Every entry below should appear in the answer exactly as written, apart from the pictures.
*** Opening of DATA RECORDS ***
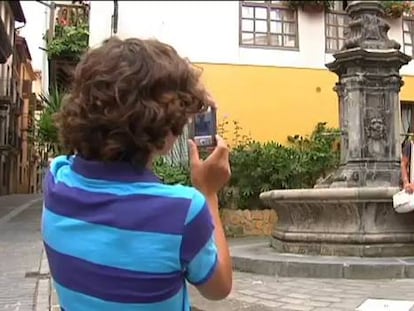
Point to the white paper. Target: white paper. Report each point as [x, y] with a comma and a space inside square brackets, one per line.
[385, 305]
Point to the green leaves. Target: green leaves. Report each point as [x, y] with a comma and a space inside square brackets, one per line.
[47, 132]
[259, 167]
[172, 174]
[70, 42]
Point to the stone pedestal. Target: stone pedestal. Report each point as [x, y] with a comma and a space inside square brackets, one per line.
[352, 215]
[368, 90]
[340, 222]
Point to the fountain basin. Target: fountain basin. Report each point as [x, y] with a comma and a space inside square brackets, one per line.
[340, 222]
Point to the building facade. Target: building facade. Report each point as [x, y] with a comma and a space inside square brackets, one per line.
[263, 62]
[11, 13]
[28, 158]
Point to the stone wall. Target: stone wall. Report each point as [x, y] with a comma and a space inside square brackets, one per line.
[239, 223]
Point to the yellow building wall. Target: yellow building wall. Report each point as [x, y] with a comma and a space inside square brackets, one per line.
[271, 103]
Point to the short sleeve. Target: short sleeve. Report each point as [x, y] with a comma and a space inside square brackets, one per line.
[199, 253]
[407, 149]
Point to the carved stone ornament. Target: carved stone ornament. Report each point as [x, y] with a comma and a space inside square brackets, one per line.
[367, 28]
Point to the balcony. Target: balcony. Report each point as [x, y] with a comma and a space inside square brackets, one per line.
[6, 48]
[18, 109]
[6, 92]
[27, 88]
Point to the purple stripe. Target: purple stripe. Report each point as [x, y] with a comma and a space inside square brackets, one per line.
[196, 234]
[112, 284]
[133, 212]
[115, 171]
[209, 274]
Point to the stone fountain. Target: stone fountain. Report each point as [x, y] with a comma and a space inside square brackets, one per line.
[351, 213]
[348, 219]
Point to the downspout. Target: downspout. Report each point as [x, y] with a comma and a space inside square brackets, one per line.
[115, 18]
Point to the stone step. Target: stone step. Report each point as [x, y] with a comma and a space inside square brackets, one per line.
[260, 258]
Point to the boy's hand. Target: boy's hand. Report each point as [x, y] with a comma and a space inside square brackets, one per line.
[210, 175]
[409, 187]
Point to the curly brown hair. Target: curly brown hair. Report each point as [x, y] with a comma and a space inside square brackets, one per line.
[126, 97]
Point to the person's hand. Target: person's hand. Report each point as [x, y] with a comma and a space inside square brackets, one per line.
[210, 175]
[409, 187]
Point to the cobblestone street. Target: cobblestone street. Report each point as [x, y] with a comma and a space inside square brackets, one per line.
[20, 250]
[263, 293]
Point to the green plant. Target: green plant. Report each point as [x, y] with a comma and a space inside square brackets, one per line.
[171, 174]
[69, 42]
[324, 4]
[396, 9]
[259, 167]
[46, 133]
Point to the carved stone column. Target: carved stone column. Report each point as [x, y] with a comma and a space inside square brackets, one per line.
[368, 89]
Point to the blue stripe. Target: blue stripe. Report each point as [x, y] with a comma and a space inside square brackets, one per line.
*** Close of DATA RECORDS ***
**SOLUTION FOR THIS PROBLEM:**
Point to the white paper. Target: white paper. Report each point as [x, y] with a comma and a space inside square brackets, one per line.
[385, 305]
Point to the green leaves. Target: green leaves. Report each point as [x, y] with a comma and a space inside square brackets, one per line.
[47, 132]
[259, 167]
[172, 174]
[70, 42]
Point to the stone pedestal. Target: stone pedestal. Report each point as [x, y] with a comma and a space inside square brackets, one per line.
[352, 215]
[368, 90]
[340, 222]
Point to the fountain basin. Target: fountain basin. Report each point as [x, y] with a comma and a space inside square brackets, one per line.
[340, 222]
Point to the building facade. Target: building facade. Report each point as [x, y] with a comma and a space inside square brackets, one per line.
[263, 62]
[11, 13]
[28, 158]
Point to the stone wall. Target: stone wall. Report each point as [x, y] with a comma and a space inside square brackets, one per line.
[239, 223]
Point to the yellow building wall. Target: yellow building wall. Report each point as [x, y] with a comma and a space inside square brackets, one per line.
[271, 103]
Point to the short sleeve. Target: short sleeve. Report each point as [x, y] with a comma and a space inside square brackets, one per line.
[199, 253]
[407, 149]
Point to the carved stone ornament. Target: carved stone ornament. Report each point as [x, y] with a comma and a space inside square brackets, one per line.
[367, 28]
Point to the balcony. Target: balcony. Report each point as [x, y] with a comma and a space inside square brackets, one per line.
[6, 48]
[18, 109]
[6, 92]
[27, 88]
Point to the purple stripe. Target: purple stripe. Report each point as [x, y] with a comma and a space inside square brackets, one per line.
[196, 234]
[112, 284]
[133, 212]
[115, 171]
[209, 274]
Point to the stone fountain. Target: stone fountain. Report each point as [x, y] with a comma and a space inside square brackets, one per line.
[351, 213]
[348, 219]
Point to the downspout. Target: downspout. Report each point as [x, y] with a comma and a space inside square brackets, one per line.
[115, 18]
Point to the stone step. Target: stone step. Report each point as [x, y] with a comma and a space inside square brackets, one per line.
[260, 258]
Point to the boy's hand. Target: boy's hand. Report each point as [x, y] with a comma and a space inside square brackets, one per line.
[210, 175]
[409, 187]
Point to the curly brown hair. Target: curly brown hair. Report each point as [x, y] with a comma and a space inside square brackets, one per line.
[126, 97]
Point to the person's hand. Target: person's hand. Report each point as [x, y] with a comma and a space inside square brackets, one per line.
[210, 175]
[409, 187]
Point to the cobblestone street. Target: cobblestone street. Report each point as [x, y] with a comma and a space inside square brackets, one per line.
[20, 250]
[263, 293]
Point to the green plant. Target: green plant. Report each point as [x, y] with a comma and a space inside square brackets, one per line.
[171, 174]
[69, 42]
[324, 4]
[396, 9]
[259, 167]
[46, 133]
Point to the carved stone column. Target: carved stone column. Report each point as [x, y] with a comma and a space inside square brackets, one per line.
[368, 89]
Point to the blue stripe. Target: blue stripe. Report each point as [x, y] with a comma and a space inside square brackets, one per line.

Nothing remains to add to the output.